-- Extracted material --
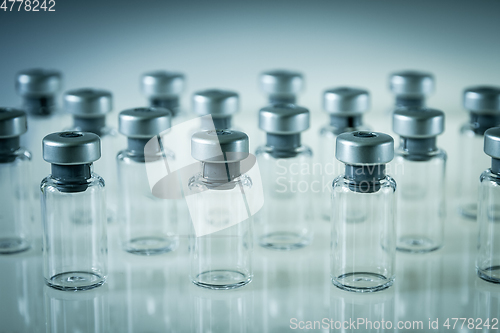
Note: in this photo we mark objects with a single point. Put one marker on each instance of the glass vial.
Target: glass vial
(163, 90)
(281, 86)
(221, 251)
(39, 89)
(89, 108)
(285, 164)
(345, 107)
(220, 104)
(149, 224)
(419, 167)
(16, 204)
(488, 258)
(73, 213)
(483, 104)
(363, 246)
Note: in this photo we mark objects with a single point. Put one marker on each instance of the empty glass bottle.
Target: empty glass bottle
(281, 86)
(16, 204)
(73, 213)
(483, 104)
(163, 89)
(363, 244)
(286, 170)
(419, 167)
(488, 214)
(345, 107)
(38, 89)
(220, 104)
(89, 108)
(149, 224)
(221, 250)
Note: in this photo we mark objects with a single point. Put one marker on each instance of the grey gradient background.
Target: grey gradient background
(226, 44)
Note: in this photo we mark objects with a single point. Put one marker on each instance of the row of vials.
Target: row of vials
(222, 196)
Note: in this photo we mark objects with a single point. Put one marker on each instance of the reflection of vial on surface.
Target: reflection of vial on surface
(38, 89)
(163, 89)
(75, 253)
(281, 86)
(149, 224)
(419, 167)
(220, 104)
(284, 222)
(345, 107)
(483, 104)
(16, 202)
(221, 258)
(363, 253)
(488, 214)
(89, 108)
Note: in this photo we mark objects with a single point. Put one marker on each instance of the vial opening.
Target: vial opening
(365, 135)
(70, 135)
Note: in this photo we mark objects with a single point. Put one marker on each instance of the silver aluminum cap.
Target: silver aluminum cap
(38, 82)
(162, 84)
(13, 123)
(492, 142)
(346, 101)
(362, 147)
(418, 123)
(88, 102)
(144, 123)
(218, 103)
(284, 119)
(219, 146)
(482, 99)
(411, 83)
(281, 82)
(71, 148)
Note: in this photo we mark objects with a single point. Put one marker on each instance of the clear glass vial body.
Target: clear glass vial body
(472, 163)
(148, 224)
(74, 239)
(330, 166)
(363, 244)
(488, 258)
(16, 201)
(421, 199)
(284, 222)
(222, 259)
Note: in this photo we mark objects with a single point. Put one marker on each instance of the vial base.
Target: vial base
(13, 245)
(468, 210)
(147, 246)
(416, 244)
(75, 281)
(362, 282)
(284, 241)
(222, 279)
(490, 274)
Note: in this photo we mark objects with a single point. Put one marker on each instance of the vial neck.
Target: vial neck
(495, 165)
(345, 122)
(221, 172)
(282, 99)
(7, 147)
(284, 144)
(40, 105)
(482, 122)
(217, 123)
(418, 149)
(170, 103)
(72, 178)
(90, 124)
(365, 178)
(409, 102)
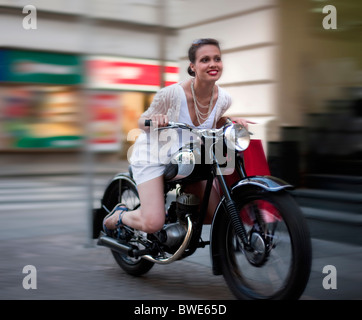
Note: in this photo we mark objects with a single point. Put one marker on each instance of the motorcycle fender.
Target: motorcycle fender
(268, 183)
(101, 212)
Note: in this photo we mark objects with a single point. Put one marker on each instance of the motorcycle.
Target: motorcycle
(259, 239)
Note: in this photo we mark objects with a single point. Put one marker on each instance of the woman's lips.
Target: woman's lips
(213, 72)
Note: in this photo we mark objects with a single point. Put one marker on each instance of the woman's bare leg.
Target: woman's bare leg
(150, 217)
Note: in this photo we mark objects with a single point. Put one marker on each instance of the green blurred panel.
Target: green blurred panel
(50, 142)
(43, 67)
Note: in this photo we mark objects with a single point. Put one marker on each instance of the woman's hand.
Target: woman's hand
(158, 120)
(242, 121)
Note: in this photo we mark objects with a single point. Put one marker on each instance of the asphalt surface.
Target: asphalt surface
(44, 223)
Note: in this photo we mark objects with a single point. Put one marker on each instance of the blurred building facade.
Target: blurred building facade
(283, 68)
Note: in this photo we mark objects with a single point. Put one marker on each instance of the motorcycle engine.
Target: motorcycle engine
(173, 234)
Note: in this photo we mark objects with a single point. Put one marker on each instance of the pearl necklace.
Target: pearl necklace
(202, 117)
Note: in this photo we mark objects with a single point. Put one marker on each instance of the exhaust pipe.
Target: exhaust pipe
(114, 245)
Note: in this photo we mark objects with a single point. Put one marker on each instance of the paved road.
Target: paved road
(39, 227)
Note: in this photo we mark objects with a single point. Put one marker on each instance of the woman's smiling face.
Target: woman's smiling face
(208, 65)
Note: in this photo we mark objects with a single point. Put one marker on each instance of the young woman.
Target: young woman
(198, 102)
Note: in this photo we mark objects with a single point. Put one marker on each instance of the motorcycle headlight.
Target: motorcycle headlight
(237, 137)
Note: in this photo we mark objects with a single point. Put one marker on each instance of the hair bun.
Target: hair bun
(190, 72)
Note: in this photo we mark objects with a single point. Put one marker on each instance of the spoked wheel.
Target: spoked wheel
(126, 192)
(278, 264)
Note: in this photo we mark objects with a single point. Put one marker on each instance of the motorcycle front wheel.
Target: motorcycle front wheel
(125, 191)
(278, 264)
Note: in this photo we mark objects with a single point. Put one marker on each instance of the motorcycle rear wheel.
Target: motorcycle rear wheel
(279, 265)
(128, 195)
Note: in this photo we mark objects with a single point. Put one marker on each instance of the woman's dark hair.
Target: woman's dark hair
(195, 46)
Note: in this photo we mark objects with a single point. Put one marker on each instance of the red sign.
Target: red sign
(129, 74)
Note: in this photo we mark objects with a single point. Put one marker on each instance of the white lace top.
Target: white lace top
(154, 148)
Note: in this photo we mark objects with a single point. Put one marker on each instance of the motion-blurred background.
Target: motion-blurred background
(76, 75)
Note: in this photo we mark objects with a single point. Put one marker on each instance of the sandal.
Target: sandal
(119, 207)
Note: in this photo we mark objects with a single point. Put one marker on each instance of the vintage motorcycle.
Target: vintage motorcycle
(259, 240)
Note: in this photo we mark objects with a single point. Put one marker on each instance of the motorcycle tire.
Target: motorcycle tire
(279, 265)
(128, 195)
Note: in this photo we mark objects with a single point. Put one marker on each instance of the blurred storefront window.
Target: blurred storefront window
(41, 92)
(120, 89)
(39, 100)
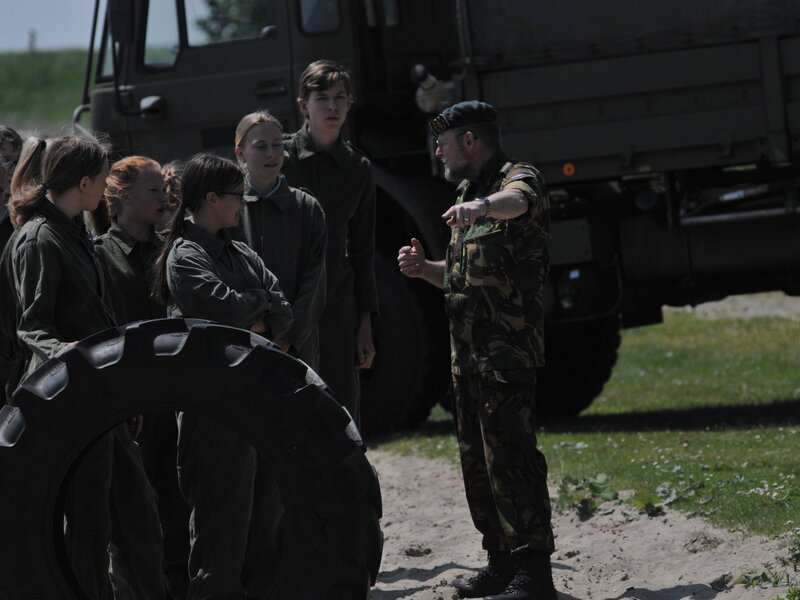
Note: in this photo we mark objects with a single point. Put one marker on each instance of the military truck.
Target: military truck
(667, 132)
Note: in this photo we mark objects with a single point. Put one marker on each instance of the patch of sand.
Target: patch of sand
(617, 554)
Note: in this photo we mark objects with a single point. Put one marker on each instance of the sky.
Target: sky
(57, 23)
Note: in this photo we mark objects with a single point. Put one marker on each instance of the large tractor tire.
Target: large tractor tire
(332, 500)
(580, 359)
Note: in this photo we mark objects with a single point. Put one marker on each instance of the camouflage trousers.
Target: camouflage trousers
(505, 474)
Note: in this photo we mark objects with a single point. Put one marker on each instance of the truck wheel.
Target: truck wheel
(580, 359)
(388, 387)
(434, 379)
(332, 500)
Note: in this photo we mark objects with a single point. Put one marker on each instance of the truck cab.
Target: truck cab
(667, 133)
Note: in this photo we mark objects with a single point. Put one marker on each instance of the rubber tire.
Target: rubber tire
(434, 378)
(331, 492)
(388, 387)
(580, 359)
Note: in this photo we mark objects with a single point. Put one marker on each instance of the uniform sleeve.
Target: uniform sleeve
(526, 179)
(197, 291)
(37, 275)
(361, 236)
(279, 316)
(310, 298)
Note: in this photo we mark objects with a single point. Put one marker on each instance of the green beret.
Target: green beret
(463, 113)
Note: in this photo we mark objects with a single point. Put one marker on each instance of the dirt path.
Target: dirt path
(617, 554)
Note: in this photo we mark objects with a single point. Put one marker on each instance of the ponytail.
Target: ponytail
(160, 289)
(24, 204)
(27, 190)
(55, 165)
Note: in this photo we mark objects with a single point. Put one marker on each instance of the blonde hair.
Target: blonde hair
(261, 117)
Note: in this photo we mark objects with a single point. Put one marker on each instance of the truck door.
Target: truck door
(178, 81)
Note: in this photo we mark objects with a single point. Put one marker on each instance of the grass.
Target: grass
(700, 415)
(40, 88)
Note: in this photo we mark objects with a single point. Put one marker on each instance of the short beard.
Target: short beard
(455, 176)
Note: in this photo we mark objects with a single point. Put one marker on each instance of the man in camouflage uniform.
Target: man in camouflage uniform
(493, 279)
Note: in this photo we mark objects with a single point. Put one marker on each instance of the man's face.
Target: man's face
(450, 149)
(327, 109)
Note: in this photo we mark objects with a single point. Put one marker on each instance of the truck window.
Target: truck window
(319, 16)
(391, 13)
(214, 22)
(162, 40)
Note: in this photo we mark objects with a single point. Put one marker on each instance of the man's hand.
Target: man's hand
(411, 259)
(464, 215)
(413, 263)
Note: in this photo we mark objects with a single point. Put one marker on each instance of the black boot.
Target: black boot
(533, 579)
(491, 579)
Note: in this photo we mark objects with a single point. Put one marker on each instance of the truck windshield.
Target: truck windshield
(214, 22)
(162, 40)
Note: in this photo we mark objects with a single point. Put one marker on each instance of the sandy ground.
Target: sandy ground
(617, 554)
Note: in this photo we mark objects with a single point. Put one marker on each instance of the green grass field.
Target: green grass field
(700, 415)
(40, 89)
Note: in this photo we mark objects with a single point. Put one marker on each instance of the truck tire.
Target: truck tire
(331, 494)
(388, 387)
(580, 359)
(434, 379)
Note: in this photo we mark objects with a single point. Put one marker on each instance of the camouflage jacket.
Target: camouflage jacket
(495, 276)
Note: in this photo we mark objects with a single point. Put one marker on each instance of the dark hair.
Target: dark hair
(322, 75)
(202, 174)
(10, 136)
(64, 162)
(29, 167)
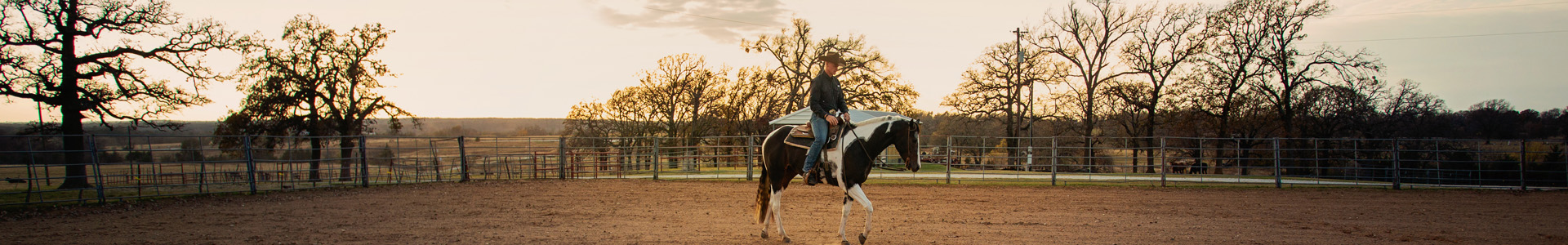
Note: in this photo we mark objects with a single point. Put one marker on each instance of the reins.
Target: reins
(879, 163)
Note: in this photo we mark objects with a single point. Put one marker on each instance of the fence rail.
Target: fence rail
(131, 167)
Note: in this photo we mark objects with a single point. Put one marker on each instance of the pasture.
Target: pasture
(642, 211)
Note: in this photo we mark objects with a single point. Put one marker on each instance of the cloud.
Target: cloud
(724, 20)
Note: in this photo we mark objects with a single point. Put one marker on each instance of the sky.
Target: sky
(535, 59)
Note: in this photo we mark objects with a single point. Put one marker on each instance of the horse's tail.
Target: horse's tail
(764, 197)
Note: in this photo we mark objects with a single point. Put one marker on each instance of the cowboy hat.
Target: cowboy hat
(831, 57)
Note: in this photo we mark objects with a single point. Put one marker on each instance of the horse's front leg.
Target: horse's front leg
(778, 219)
(858, 195)
(844, 220)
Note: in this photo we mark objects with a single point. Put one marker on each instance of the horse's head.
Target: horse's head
(906, 139)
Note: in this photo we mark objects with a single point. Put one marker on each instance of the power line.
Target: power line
(1448, 10)
(712, 18)
(1450, 37)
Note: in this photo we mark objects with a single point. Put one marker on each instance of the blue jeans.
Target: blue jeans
(819, 129)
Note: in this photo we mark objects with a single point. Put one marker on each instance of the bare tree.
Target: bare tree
(673, 100)
(78, 56)
(1162, 49)
(1087, 40)
(1295, 71)
(996, 88)
(322, 82)
(867, 78)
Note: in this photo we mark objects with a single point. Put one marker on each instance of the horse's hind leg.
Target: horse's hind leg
(860, 195)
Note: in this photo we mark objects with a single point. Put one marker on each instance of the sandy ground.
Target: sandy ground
(635, 211)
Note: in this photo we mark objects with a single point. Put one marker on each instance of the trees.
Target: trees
(322, 82)
(1087, 41)
(687, 98)
(673, 100)
(1160, 49)
(995, 88)
(869, 79)
(78, 56)
(1295, 71)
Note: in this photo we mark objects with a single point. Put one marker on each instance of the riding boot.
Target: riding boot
(813, 178)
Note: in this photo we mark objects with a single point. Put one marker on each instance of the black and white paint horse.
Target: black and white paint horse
(847, 165)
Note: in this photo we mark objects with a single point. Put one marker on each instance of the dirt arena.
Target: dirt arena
(722, 212)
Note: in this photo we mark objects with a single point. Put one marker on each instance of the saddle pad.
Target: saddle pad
(802, 132)
(804, 143)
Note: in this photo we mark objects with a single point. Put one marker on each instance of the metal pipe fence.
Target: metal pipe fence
(132, 167)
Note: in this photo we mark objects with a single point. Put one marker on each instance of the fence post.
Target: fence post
(364, 163)
(656, 158)
(1165, 163)
(1396, 163)
(1521, 163)
(951, 159)
(560, 154)
(96, 168)
(1053, 161)
(748, 158)
(1278, 181)
(463, 159)
(250, 163)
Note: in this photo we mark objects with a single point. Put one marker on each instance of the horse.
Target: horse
(847, 165)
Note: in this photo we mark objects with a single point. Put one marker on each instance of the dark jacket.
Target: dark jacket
(825, 95)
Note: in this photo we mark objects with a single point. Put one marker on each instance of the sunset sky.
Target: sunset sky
(535, 59)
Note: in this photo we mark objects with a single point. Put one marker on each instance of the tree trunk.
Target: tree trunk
(78, 158)
(71, 104)
(345, 149)
(315, 158)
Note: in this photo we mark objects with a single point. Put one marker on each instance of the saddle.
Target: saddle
(802, 137)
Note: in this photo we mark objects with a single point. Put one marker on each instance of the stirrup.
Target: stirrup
(813, 178)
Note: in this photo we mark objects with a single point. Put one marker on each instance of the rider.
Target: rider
(826, 102)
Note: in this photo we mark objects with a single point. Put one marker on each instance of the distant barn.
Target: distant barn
(804, 117)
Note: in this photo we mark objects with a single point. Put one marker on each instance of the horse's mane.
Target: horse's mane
(879, 120)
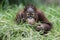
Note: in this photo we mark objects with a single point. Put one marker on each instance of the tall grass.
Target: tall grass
(9, 30)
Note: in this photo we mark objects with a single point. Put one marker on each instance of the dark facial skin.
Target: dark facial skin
(30, 15)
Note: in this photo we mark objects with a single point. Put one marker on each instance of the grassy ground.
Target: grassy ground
(9, 30)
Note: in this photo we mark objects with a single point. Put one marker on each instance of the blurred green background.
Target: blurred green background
(9, 30)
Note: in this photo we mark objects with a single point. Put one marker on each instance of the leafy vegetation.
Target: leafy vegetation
(9, 30)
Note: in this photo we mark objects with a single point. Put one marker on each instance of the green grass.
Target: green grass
(9, 30)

-- Task to carry out --
Format the lines of the records above as a Markdown table with the columns No. and Line, holding each row's number and its line. Begin at the line that contains "the tall grass.", stop after the last line of the records, and leave out blank lines.

-- Expected answer --
| No. | Line |
|---|---|
| 1 | Note: in this photo we mark objects with a single point. Put one marker on each instance of the tall grass. |
| 2 | Target: tall grass |
| 3 | (9, 30) |
| 4 | Note: in this photo we mark objects with a single point. Put one marker on each instance of the dark facial skin. |
| 5 | Target: dark facial skin |
| 6 | (30, 15) |
| 7 | Note: in this photo we mark objects with a single point. Put one marker on each instance of the grassy ground. |
| 8 | Target: grassy ground |
| 9 | (9, 30) |
| 10 | Note: in this photo we mark objects with a single point. Put one marker on each instance of the blurred green background. |
| 11 | Target: blurred green background |
| 12 | (9, 30) |
| 13 | Note: in this photo we mark objects with a single point. Put one marker on each instance of the leafy vegetation. |
| 14 | Target: leafy vegetation |
| 15 | (9, 30) |
| 16 | Note: in this photo we mark objects with a single point. Put one marker on each instance of the green grass. |
| 17 | Target: green grass |
| 18 | (9, 30) |